• Given request: Copy out the rows from the one containing "Whereabouts in this frame is the bird's" through the end of the rows, requests included, and shift each coordinate in the answers up by 120. Leave every number in the requests and their format samples unchanged.

• Data listing:
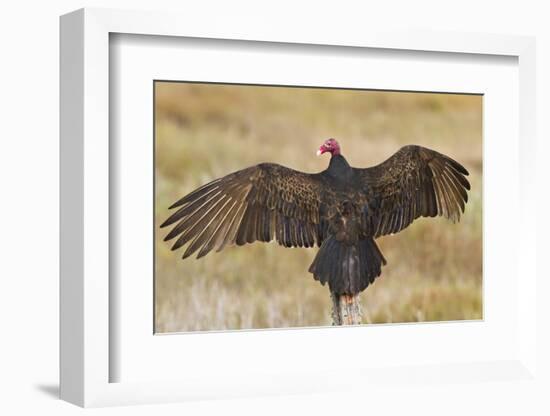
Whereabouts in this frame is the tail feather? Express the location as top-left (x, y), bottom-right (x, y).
top-left (309, 236), bottom-right (386, 295)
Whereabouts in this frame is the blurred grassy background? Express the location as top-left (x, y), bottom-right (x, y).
top-left (155, 82), bottom-right (482, 332)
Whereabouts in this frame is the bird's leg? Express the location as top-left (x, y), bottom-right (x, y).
top-left (330, 292), bottom-right (361, 325)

• Reply:
Whereabouts in this frame is the bird's leg? Express the location as top-left (x, y), bottom-right (x, y).
top-left (450, 412), bottom-right (481, 445)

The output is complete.